Goal of the exercise: Reproduce all the lines below exactly and omit the images.
☆ ☆ ☆
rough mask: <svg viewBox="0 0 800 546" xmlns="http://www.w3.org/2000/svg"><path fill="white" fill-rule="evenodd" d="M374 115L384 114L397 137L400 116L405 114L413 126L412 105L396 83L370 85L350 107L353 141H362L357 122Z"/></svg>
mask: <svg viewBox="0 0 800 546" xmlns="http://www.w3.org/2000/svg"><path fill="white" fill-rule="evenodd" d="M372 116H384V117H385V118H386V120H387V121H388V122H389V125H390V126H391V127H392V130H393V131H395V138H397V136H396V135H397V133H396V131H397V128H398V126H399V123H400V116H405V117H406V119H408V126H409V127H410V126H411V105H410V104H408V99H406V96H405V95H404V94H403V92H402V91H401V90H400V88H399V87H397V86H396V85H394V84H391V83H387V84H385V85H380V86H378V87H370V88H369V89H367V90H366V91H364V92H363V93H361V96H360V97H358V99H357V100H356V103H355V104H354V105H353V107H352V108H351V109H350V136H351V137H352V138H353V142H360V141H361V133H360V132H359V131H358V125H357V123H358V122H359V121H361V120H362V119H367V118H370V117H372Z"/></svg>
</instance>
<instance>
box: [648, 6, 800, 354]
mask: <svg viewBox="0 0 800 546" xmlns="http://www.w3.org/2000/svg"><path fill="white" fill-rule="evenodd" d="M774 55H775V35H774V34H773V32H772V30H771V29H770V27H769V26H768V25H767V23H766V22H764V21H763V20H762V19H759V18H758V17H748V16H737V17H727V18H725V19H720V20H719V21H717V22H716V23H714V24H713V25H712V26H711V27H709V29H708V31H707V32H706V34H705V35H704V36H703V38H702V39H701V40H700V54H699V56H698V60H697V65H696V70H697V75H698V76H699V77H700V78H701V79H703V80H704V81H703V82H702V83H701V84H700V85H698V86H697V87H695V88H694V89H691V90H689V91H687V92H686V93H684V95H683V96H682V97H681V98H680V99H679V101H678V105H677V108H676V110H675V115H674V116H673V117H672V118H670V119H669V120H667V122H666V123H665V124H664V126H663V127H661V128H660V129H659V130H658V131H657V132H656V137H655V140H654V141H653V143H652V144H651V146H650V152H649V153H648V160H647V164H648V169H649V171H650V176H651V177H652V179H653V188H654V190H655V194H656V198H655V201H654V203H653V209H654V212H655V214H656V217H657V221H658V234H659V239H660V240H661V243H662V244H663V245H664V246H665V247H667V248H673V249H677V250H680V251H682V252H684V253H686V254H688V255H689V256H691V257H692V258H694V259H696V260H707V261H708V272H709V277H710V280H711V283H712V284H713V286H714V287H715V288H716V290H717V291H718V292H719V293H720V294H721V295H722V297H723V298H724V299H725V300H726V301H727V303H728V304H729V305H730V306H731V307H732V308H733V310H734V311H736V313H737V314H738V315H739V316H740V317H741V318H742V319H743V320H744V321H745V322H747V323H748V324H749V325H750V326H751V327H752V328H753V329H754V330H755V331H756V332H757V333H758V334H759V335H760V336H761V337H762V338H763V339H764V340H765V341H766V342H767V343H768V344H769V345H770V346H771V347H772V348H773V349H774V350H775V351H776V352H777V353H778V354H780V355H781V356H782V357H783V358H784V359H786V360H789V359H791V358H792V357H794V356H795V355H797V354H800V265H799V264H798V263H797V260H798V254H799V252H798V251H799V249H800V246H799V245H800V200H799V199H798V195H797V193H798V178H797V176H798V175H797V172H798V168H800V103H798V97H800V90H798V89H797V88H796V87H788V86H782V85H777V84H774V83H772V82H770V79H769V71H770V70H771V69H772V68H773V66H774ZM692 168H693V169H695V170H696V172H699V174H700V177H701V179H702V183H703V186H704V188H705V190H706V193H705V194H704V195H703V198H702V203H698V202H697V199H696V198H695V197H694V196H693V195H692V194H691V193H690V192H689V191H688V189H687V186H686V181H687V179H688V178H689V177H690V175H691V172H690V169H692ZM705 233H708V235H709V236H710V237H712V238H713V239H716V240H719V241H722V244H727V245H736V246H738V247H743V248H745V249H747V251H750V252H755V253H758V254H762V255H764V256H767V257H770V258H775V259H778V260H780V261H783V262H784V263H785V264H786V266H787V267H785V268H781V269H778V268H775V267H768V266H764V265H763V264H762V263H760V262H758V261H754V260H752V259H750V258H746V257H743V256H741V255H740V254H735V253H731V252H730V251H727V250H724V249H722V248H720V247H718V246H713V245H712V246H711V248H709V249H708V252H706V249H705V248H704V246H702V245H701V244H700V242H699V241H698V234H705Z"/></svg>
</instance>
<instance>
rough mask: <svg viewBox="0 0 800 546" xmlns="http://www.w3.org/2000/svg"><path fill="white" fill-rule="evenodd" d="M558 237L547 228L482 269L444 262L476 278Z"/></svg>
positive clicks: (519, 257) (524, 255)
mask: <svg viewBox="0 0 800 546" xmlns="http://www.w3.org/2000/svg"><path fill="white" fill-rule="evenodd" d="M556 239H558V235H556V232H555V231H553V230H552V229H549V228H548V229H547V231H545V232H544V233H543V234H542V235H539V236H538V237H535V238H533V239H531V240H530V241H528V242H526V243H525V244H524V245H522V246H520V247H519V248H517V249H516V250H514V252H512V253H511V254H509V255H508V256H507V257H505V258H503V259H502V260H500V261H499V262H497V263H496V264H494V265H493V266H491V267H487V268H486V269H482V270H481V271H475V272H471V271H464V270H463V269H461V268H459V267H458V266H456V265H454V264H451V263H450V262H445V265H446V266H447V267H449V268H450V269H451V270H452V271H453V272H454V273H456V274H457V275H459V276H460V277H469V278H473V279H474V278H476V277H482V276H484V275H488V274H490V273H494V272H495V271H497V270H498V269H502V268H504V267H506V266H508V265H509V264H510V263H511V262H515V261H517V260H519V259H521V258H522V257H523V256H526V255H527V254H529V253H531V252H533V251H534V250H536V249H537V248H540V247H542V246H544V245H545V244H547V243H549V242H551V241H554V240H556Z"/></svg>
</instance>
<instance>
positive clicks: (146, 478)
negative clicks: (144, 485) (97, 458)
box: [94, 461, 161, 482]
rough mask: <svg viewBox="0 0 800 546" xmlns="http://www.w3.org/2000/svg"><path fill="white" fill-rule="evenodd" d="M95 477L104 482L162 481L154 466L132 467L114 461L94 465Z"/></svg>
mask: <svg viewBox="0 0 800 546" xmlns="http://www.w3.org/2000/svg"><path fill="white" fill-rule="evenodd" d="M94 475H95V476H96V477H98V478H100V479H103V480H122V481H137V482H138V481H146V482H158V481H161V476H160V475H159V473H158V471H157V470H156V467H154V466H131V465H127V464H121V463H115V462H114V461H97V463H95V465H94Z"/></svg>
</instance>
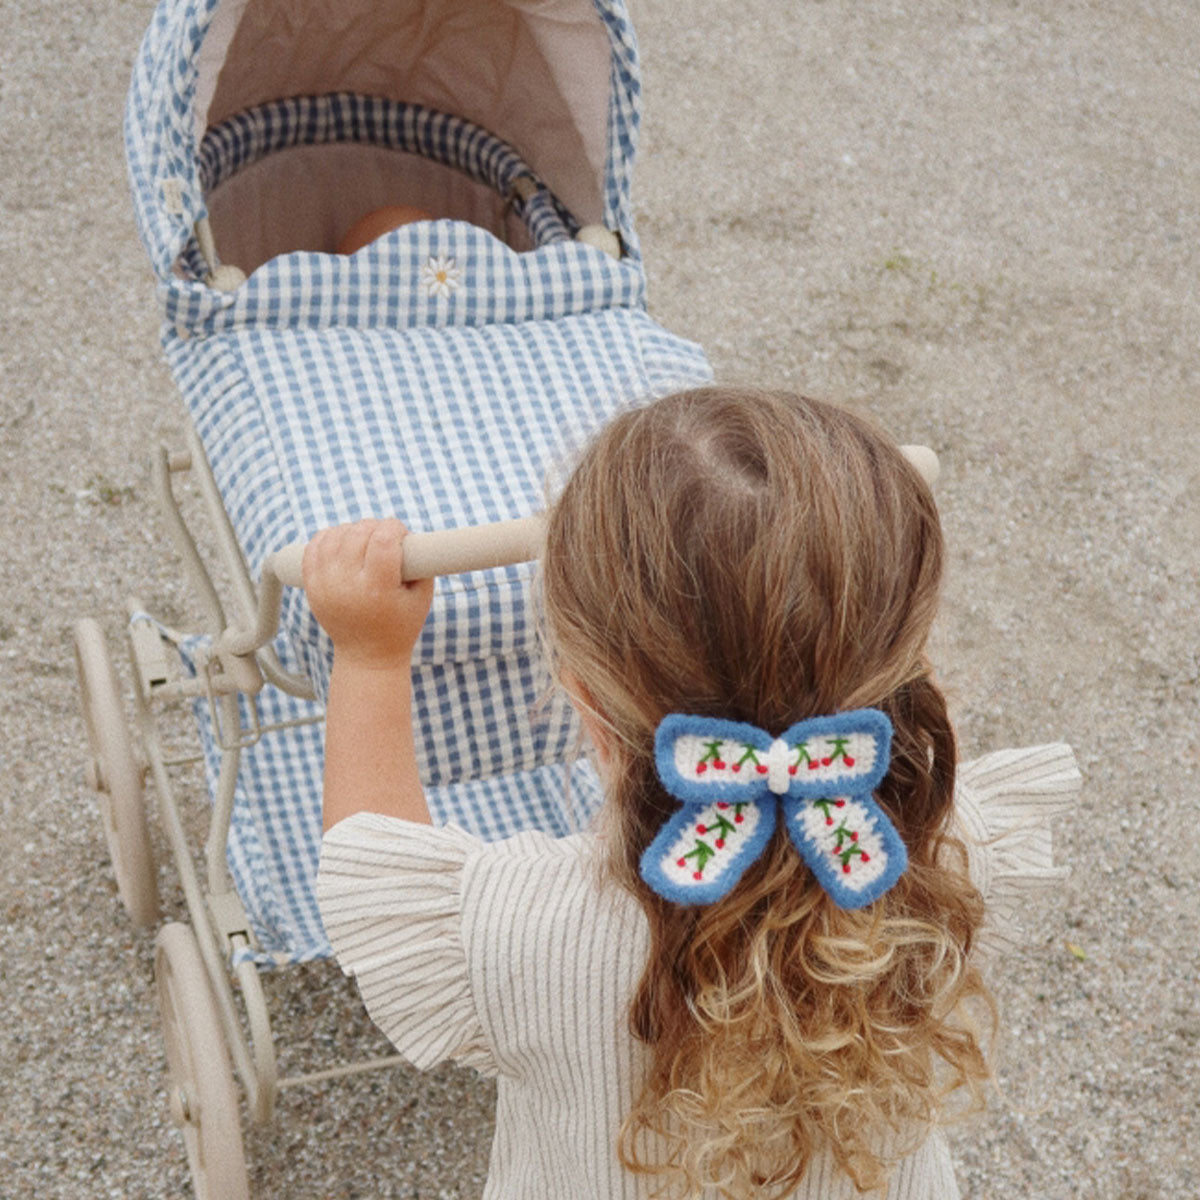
☆ ☆ ☆
Exercise solution:
rough mask: <svg viewBox="0 0 800 546" xmlns="http://www.w3.org/2000/svg"><path fill="white" fill-rule="evenodd" d="M374 115L384 114L397 137L400 116L405 114L413 126L412 105L396 83L370 85L350 107L353 141H362L357 122Z"/></svg>
mask: <svg viewBox="0 0 800 546" xmlns="http://www.w3.org/2000/svg"><path fill="white" fill-rule="evenodd" d="M372 116H384V117H385V118H386V120H387V121H388V122H389V125H390V126H391V127H392V130H393V131H395V138H397V136H396V135H397V133H396V131H397V128H398V126H399V123H400V116H405V117H406V119H408V126H409V127H410V126H411V105H410V104H408V99H406V96H405V95H404V94H403V92H402V91H401V90H400V88H399V87H397V86H396V85H394V84H391V83H387V84H385V85H380V86H378V87H370V88H369V89H367V90H366V91H364V92H363V93H361V96H360V97H358V99H357V100H356V103H355V104H354V105H353V107H352V108H351V109H350V136H351V137H352V138H353V142H360V141H361V133H360V132H359V131H358V125H357V123H358V122H359V121H361V120H362V119H367V118H370V117H372Z"/></svg>
</instance>
<instance>
box: [648, 6, 800, 354]
mask: <svg viewBox="0 0 800 546" xmlns="http://www.w3.org/2000/svg"><path fill="white" fill-rule="evenodd" d="M774 55H775V35H774V34H773V32H772V30H771V29H770V27H769V26H768V25H767V23H766V22H764V21H763V20H762V19H759V18H758V17H748V16H737V17H727V18H725V19H720V20H719V21H717V22H716V23H714V24H713V25H712V26H711V27H709V29H708V31H707V32H706V34H705V35H704V36H703V38H702V39H701V40H700V54H699V56H698V60H697V65H696V70H697V75H698V76H699V77H700V78H701V79H703V80H704V81H703V82H702V83H701V84H700V85H698V86H697V87H695V88H694V89H691V90H689V91H687V92H686V93H684V95H683V96H682V97H681V98H680V99H679V101H678V105H677V108H676V110H675V115H674V116H673V117H672V118H670V119H669V120H667V122H666V123H665V124H664V126H663V127H661V128H660V129H659V130H658V131H657V132H656V137H655V140H654V141H653V143H652V144H651V146H650V152H649V153H648V160H647V164H648V169H649V171H650V176H651V177H652V179H653V188H654V190H655V194H656V198H655V201H654V203H653V209H654V212H655V214H656V217H657V221H658V234H659V239H660V240H661V243H662V244H663V245H664V246H665V247H667V248H673V249H677V250H680V251H682V252H684V253H686V254H688V255H689V256H691V257H692V258H694V259H696V260H707V261H708V272H709V277H710V280H711V283H712V284H713V286H714V287H715V288H716V290H717V291H718V292H719V293H720V294H721V295H722V297H723V298H724V299H725V300H726V301H727V303H728V304H729V305H730V306H731V307H732V308H733V310H734V311H736V313H737V314H738V315H739V316H740V317H741V318H742V319H743V320H744V321H745V322H747V323H748V324H749V325H750V326H751V327H752V328H753V329H754V330H755V331H756V332H757V333H758V334H759V335H760V336H761V337H762V338H763V339H764V340H765V341H766V342H767V343H768V344H769V345H770V346H771V347H772V348H773V349H774V350H775V351H776V352H777V353H778V354H780V355H781V356H782V357H783V358H784V359H786V360H789V359H791V358H792V357H794V356H795V355H797V354H800V265H799V264H798V263H797V260H798V254H799V252H798V251H799V249H800V246H799V245H800V200H799V199H798V195H797V193H798V178H797V176H798V175H797V172H798V168H800V103H798V97H800V90H798V89H797V88H796V87H788V86H782V85H777V84H774V83H772V82H770V79H769V71H770V70H771V69H772V68H773V66H774ZM692 168H693V169H695V170H696V172H699V174H700V177H701V179H702V183H703V186H704V188H705V190H706V193H705V194H704V195H703V198H702V203H698V202H697V199H696V198H695V197H694V196H693V195H692V194H691V193H690V192H689V191H688V189H687V186H686V181H687V179H688V178H689V177H690V175H691V172H690V169H692ZM705 233H708V235H709V236H710V237H712V238H713V239H716V240H719V241H722V244H727V245H736V246H738V247H743V248H745V249H747V251H750V252H755V253H758V254H762V255H764V256H767V257H770V258H775V259H778V260H780V261H783V262H784V263H785V264H786V266H787V267H785V268H781V269H778V268H775V267H768V266H764V265H763V264H762V263H760V262H758V261H754V260H752V259H750V258H746V257H743V256H741V255H740V254H735V253H731V252H730V251H727V250H724V249H722V248H720V247H718V246H713V245H712V246H711V248H709V249H708V252H706V249H705V248H704V246H702V245H701V244H700V242H699V241H698V234H705Z"/></svg>
</instance>
<instance>
rough mask: <svg viewBox="0 0 800 546" xmlns="http://www.w3.org/2000/svg"><path fill="white" fill-rule="evenodd" d="M558 237L547 228L482 269L444 262L476 278Z"/></svg>
positive clicks: (519, 257) (524, 255)
mask: <svg viewBox="0 0 800 546" xmlns="http://www.w3.org/2000/svg"><path fill="white" fill-rule="evenodd" d="M556 239H558V235H556V232H555V231H553V230H552V229H549V228H548V229H547V231H545V232H544V233H543V234H542V235H539V236H538V237H535V238H533V239H531V240H530V241H528V242H526V243H525V244H524V245H522V246H520V247H519V248H517V249H516V250H514V252H512V253H511V254H509V255H508V256H507V257H505V258H503V259H502V260H500V261H499V262H497V263H496V264H494V265H493V266H491V267H487V268H486V269H482V270H481V271H475V272H471V271H464V270H463V269H461V268H459V267H458V266H456V265H454V264H451V263H450V262H445V265H446V266H447V267H449V268H450V269H451V270H452V271H453V272H454V273H456V274H457V275H459V276H460V277H469V278H473V279H474V278H476V277H482V276H484V275H488V274H490V273H494V272H495V271H497V270H498V269H502V268H504V267H506V266H508V265H509V264H510V263H511V262H515V261H517V260H519V259H521V258H522V257H523V256H526V255H527V254H529V253H531V252H533V251H534V250H536V249H537V248H540V247H542V246H544V245H545V244H547V243H549V242H551V241H554V240H556Z"/></svg>
</instance>
<instance>
positive clicks: (146, 478)
negative clicks: (144, 485) (97, 458)
box: [94, 461, 161, 482]
rough mask: <svg viewBox="0 0 800 546" xmlns="http://www.w3.org/2000/svg"><path fill="white" fill-rule="evenodd" d="M95 477L104 482L162 481L154 466L132 467L114 461L94 465Z"/></svg>
mask: <svg viewBox="0 0 800 546" xmlns="http://www.w3.org/2000/svg"><path fill="white" fill-rule="evenodd" d="M94 475H95V476H96V477H98V478H100V479H103V480H122V481H137V482H138V481H146V482H158V481H161V476H160V475H159V473H158V471H157V470H156V467H154V466H131V465H127V464H121V463H115V462H114V461H97V463H95V465H94Z"/></svg>
</instance>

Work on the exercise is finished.